### What the task requires:
The goal is an unaltered copy of the records below, minus any images.
━━━━━ Dataset ━━━━━
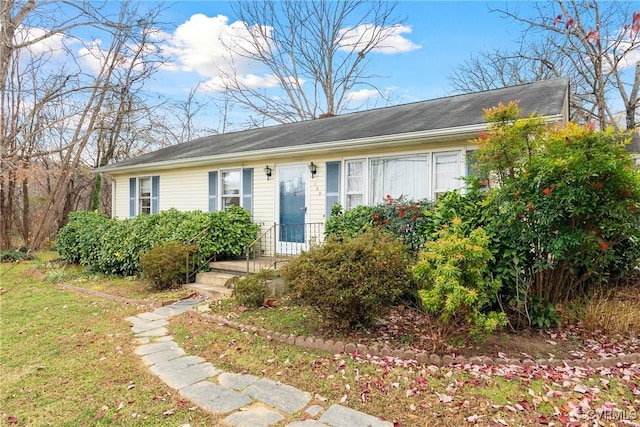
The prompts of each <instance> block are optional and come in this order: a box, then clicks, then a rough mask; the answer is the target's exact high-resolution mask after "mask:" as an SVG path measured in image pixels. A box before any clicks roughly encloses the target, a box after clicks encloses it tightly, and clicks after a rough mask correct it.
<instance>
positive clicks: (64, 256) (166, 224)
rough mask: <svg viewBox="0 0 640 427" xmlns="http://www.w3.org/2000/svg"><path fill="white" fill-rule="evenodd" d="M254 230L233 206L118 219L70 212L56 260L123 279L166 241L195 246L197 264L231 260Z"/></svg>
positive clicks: (61, 239) (64, 226)
mask: <svg viewBox="0 0 640 427" xmlns="http://www.w3.org/2000/svg"><path fill="white" fill-rule="evenodd" d="M258 231H259V226H258V225H256V224H253V223H252V222H251V217H250V214H249V212H248V211H246V210H244V209H242V208H240V207H236V206H233V207H231V208H230V209H228V210H226V211H219V212H201V211H193V212H180V211H178V210H176V209H170V210H168V211H163V212H160V213H158V214H153V215H140V216H137V217H135V218H132V219H124V220H117V219H111V218H108V217H106V216H105V215H103V214H100V213H98V212H96V211H93V212H91V211H83V212H74V213H71V214H70V215H69V223H68V224H67V225H66V226H64V227H63V228H62V229H61V230H60V232H59V233H58V237H57V240H56V249H57V250H58V253H59V254H60V257H61V258H63V259H65V260H67V261H69V262H73V263H79V264H82V265H85V266H87V267H89V268H90V269H92V270H94V271H99V272H101V273H105V274H116V275H122V276H132V275H137V274H138V273H139V272H140V255H141V254H143V253H145V252H148V251H149V250H151V249H152V248H154V247H156V246H159V245H162V244H164V243H168V242H180V243H183V242H185V241H191V239H194V238H195V240H194V241H193V242H191V244H193V245H195V246H197V247H198V252H197V253H196V254H195V255H194V262H195V264H196V265H201V264H204V263H205V262H206V261H207V260H208V259H209V258H211V257H212V256H214V255H217V256H218V257H220V258H234V257H238V256H240V255H242V254H243V249H244V246H245V245H247V244H249V243H251V242H252V241H253V240H255V238H256V237H257V236H258Z"/></svg>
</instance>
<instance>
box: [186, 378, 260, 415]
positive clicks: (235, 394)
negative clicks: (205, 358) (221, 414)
mask: <svg viewBox="0 0 640 427" xmlns="http://www.w3.org/2000/svg"><path fill="white" fill-rule="evenodd" d="M179 393H180V395H181V396H183V397H185V398H187V399H189V400H190V401H192V402H193V403H195V404H197V405H199V406H201V407H203V408H205V409H208V410H209V411H211V412H214V413H218V414H226V413H228V412H231V411H235V410H237V409H240V408H242V407H244V406H247V405H249V404H250V403H251V398H250V397H249V396H247V395H244V394H242V393H238V392H237V391H233V390H229V389H228V388H226V387H223V386H220V385H217V384H213V383H211V382H209V381H200V382H198V383H195V384H192V385H190V386H187V387H184V388H182V389H180V391H179Z"/></svg>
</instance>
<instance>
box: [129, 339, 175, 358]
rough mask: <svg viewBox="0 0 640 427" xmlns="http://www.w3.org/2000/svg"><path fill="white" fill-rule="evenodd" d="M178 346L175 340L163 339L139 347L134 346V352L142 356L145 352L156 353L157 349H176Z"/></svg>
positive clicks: (136, 353) (150, 353)
mask: <svg viewBox="0 0 640 427" xmlns="http://www.w3.org/2000/svg"><path fill="white" fill-rule="evenodd" d="M179 348H180V347H178V344H176V342H175V341H165V342H159V343H149V344H144V345H141V346H140V347H138V348H136V351H135V353H136V354H137V355H138V356H144V355H145V354H151V353H157V352H159V351H166V350H177V349H179Z"/></svg>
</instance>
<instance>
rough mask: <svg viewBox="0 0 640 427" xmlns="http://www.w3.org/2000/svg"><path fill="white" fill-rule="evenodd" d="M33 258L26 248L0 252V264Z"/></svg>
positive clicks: (31, 255)
mask: <svg viewBox="0 0 640 427" xmlns="http://www.w3.org/2000/svg"><path fill="white" fill-rule="evenodd" d="M33 259H35V257H34V256H33V254H31V253H30V252H29V250H28V249H27V248H24V247H22V248H19V249H16V250H5V251H0V262H13V261H22V260H33Z"/></svg>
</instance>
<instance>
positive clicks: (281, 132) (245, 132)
mask: <svg viewBox="0 0 640 427" xmlns="http://www.w3.org/2000/svg"><path fill="white" fill-rule="evenodd" d="M568 90H569V80H568V79H566V78H560V79H553V80H546V81H541V82H535V83H530V84H526V85H521V86H514V87H508V88H502V89H495V90H490V91H484V92H475V93H469V94H462V95H454V96H448V97H444V98H437V99H432V100H428V101H422V102H414V103H410V104H403V105H396V106H392V107H385V108H379V109H375V110H368V111H362V112H357V113H349V114H344V115H339V116H333V117H327V118H323V119H315V120H309V121H304V122H298V123H291V124H283V125H276V126H269V127H264V128H259V129H251V130H245V131H239V132H232V133H227V134H222V135H213V136H207V137H203V138H198V139H195V140H192V141H188V142H185V143H182V144H177V145H173V146H170V147H166V148H163V149H160V150H157V151H154V152H151V153H147V154H143V155H141V156H138V157H134V158H131V159H127V160H123V161H121V162H118V163H115V164H113V165H107V166H105V167H102V168H99V169H96V172H116V171H118V169H120V168H123V169H129V168H131V167H142V166H151V165H153V164H157V163H161V164H166V163H167V162H172V161H176V162H177V161H180V162H181V163H184V162H188V161H189V159H193V160H194V161H197V160H198V159H202V158H208V159H209V158H210V159H212V160H214V159H215V157H216V156H221V157H222V156H225V155H229V154H234V153H235V154H238V153H256V152H263V153H264V154H265V155H268V153H269V151H270V150H277V149H282V148H286V147H291V148H292V150H294V149H295V148H297V149H301V148H311V147H312V146H313V145H314V144H323V143H331V142H340V141H343V142H345V143H348V141H352V140H361V139H363V138H372V137H384V136H387V135H389V136H391V135H397V134H408V133H415V132H424V131H436V130H438V129H451V128H457V127H463V126H471V125H480V124H482V123H484V122H485V119H484V114H483V109H484V108H488V107H493V106H496V105H498V104H499V103H500V102H502V103H507V102H509V101H512V100H517V101H519V105H520V108H521V109H522V111H523V113H524V114H526V115H528V114H530V113H532V112H534V111H535V112H536V113H538V114H541V115H544V116H555V115H559V114H562V112H563V107H564V101H565V99H566V96H567V94H568Z"/></svg>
━━━━━
### Solved problem:
The prompts of each <instance> block are optional and come in this order: a box, then clicks, then a rough mask; the answer is the target's exact high-resolution mask after "mask:" as an SVG path measured in image pixels. A box before any clicks roughly encloses the target, a box after clicks encloses it tightly, and clicks after a rough mask correct it.
<instance>
positive clicks: (64, 256) (166, 224)
rough mask: <svg viewBox="0 0 640 427" xmlns="http://www.w3.org/2000/svg"><path fill="white" fill-rule="evenodd" d="M254 230L233 206L118 219L70 212L56 260L123 279L166 241L195 246L197 264L231 260Z"/></svg>
positive clicks: (61, 239) (64, 226)
mask: <svg viewBox="0 0 640 427" xmlns="http://www.w3.org/2000/svg"><path fill="white" fill-rule="evenodd" d="M258 231H259V226H258V225H256V224H253V223H252V222H251V217H250V214H249V212H248V211H246V210H244V209H242V208H240V207H236V206H233V207H231V208H230V209H228V210H226V211H219V212H201V211H193V212H180V211H178V210H176V209H170V210H168V211H163V212H160V213H158V214H153V215H140V216H137V217H135V218H132V219H124V220H117V219H111V218H108V217H106V216H105V215H103V214H100V213H98V212H96V211H93V212H91V211H83V212H74V213H71V214H70V215H69V223H68V224H67V225H66V226H64V227H63V228H62V229H61V230H60V232H59V233H58V237H57V240H56V249H57V250H58V253H59V254H60V257H61V258H63V259H65V260H67V261H69V262H73V263H79V264H82V265H85V266H87V267H89V268H90V269H92V270H94V271H99V272H101V273H105V274H116V275H122V276H132V275H137V274H138V273H139V272H140V255H141V254H143V253H145V252H148V251H149V250H151V249H152V248H154V247H156V246H159V245H162V244H164V243H168V242H180V243H183V242H185V241H191V239H194V238H195V240H194V241H193V242H191V244H193V245H195V246H197V247H198V252H197V253H196V254H195V255H194V262H195V264H196V265H201V264H204V263H205V262H206V261H207V260H208V259H209V258H211V257H212V256H214V255H217V256H218V257H220V258H234V257H238V256H240V255H242V254H243V249H244V246H245V245H247V244H249V243H251V242H252V241H253V240H255V238H256V237H257V236H258Z"/></svg>
</instance>
<instance>
box: [186, 378, 260, 415]
positive clicks: (235, 394)
negative clicks: (205, 358) (221, 414)
mask: <svg viewBox="0 0 640 427" xmlns="http://www.w3.org/2000/svg"><path fill="white" fill-rule="evenodd" d="M179 393H180V395H181V396H183V397H185V398H187V399H189V400H190V401H192V402H193V403H195V404H197V405H199V406H201V407H203V408H205V409H208V410H209V411H211V412H214V413H218V414H226V413H228V412H231V411H235V410H237V409H240V408H242V407H244V406H247V405H249V404H250V403H251V398H250V397H249V396H247V395H244V394H242V393H238V392H237V391H233V390H229V389H228V388H226V387H223V386H220V385H217V384H213V383H211V382H209V381H200V382H198V383H195V384H192V385H190V386H187V387H184V388H182V389H180V391H179Z"/></svg>
</instance>
<instance>
box: [129, 339, 175, 358]
rough mask: <svg viewBox="0 0 640 427" xmlns="http://www.w3.org/2000/svg"><path fill="white" fill-rule="evenodd" d="M178 346L175 340L163 339L139 347L134 346V352L142 356L145 352L156 353L157 349H176Z"/></svg>
positive clicks: (136, 353) (150, 353)
mask: <svg viewBox="0 0 640 427" xmlns="http://www.w3.org/2000/svg"><path fill="white" fill-rule="evenodd" d="M179 348H180V347H178V344H176V342H175V341H165V342H159V343H149V344H144V345H141V346H140V347H138V348H136V351H135V353H136V354H137V355H138V356H144V355H145V354H151V353H157V352H159V351H166V350H177V349H179Z"/></svg>
</instance>
<instance>
rough mask: <svg viewBox="0 0 640 427" xmlns="http://www.w3.org/2000/svg"><path fill="white" fill-rule="evenodd" d="M33 258L26 248L0 252V264Z"/></svg>
positive clicks: (31, 255)
mask: <svg viewBox="0 0 640 427" xmlns="http://www.w3.org/2000/svg"><path fill="white" fill-rule="evenodd" d="M33 259H35V257H34V256H33V254H31V253H30V252H29V250H28V249H27V248H24V247H22V248H19V249H16V250H5V251H0V262H13V261H22V260H33Z"/></svg>
</instance>
<instance>
positive clicks: (281, 132) (245, 132)
mask: <svg viewBox="0 0 640 427" xmlns="http://www.w3.org/2000/svg"><path fill="white" fill-rule="evenodd" d="M568 90H569V80H568V79H566V78H560V79H553V80H546V81H541V82H535V83H530V84H526V85H521V86H514V87H508V88H502V89H495V90H490V91H484V92H475V93H469V94H462V95H454V96H448V97H444V98H437V99H432V100H428V101H422V102H414V103H410V104H403V105H396V106H392V107H385V108H379V109H375V110H368V111H362V112H357V113H349V114H344V115H339V116H333V117H327V118H323V119H315V120H309V121H304V122H298V123H291V124H283V125H276V126H269V127H264V128H259V129H251V130H245V131H239V132H232V133H227V134H222V135H213V136H207V137H203V138H198V139H195V140H192V141H188V142H185V143H182V144H177V145H173V146H170V147H166V148H163V149H160V150H157V151H154V152H151V153H147V154H143V155H141V156H138V157H134V158H131V159H127V160H123V161H121V162H118V163H115V164H113V165H107V166H105V167H102V168H99V169H96V172H116V171H118V169H120V168H123V169H129V168H131V167H142V166H151V165H153V164H157V163H161V164H166V163H167V162H172V161H176V162H177V161H180V162H181V163H184V162H188V161H189V159H193V160H194V161H197V160H198V159H202V158H208V159H209V158H210V159H212V160H214V159H215V157H216V156H221V157H222V156H225V155H229V154H234V153H235V154H238V153H256V152H263V153H264V154H265V155H268V153H269V151H270V150H277V149H282V148H286V147H291V148H292V150H294V149H295V148H297V149H301V148H311V147H312V146H313V145H314V144H323V143H331V142H340V141H343V142H345V143H348V141H352V140H361V139H363V138H372V137H384V136H387V135H389V136H391V135H397V134H408V133H415V132H424V131H436V130H438V129H451V128H457V127H463V126H471V125H480V124H482V123H484V122H485V119H484V114H483V109H484V108H488V107H493V106H496V105H498V104H499V103H500V102H502V103H507V102H509V101H512V100H517V101H519V105H520V108H521V109H522V111H523V113H524V114H526V115H528V114H530V113H532V112H534V111H535V112H536V113H538V114H541V115H544V116H555V115H559V114H562V112H563V107H564V101H565V99H566V96H567V94H568Z"/></svg>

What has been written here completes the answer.